_Short problem:_
Write out every one of the following items verbatim, line for line.

Entries for pointing and labeling
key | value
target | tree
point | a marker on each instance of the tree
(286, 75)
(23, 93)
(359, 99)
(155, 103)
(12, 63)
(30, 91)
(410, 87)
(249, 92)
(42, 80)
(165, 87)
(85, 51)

_Written answer:_
key | value
target | tree
point | a marker on each instance of the tree
(286, 75)
(23, 93)
(359, 99)
(155, 103)
(12, 63)
(30, 91)
(410, 87)
(249, 92)
(42, 80)
(165, 87)
(85, 51)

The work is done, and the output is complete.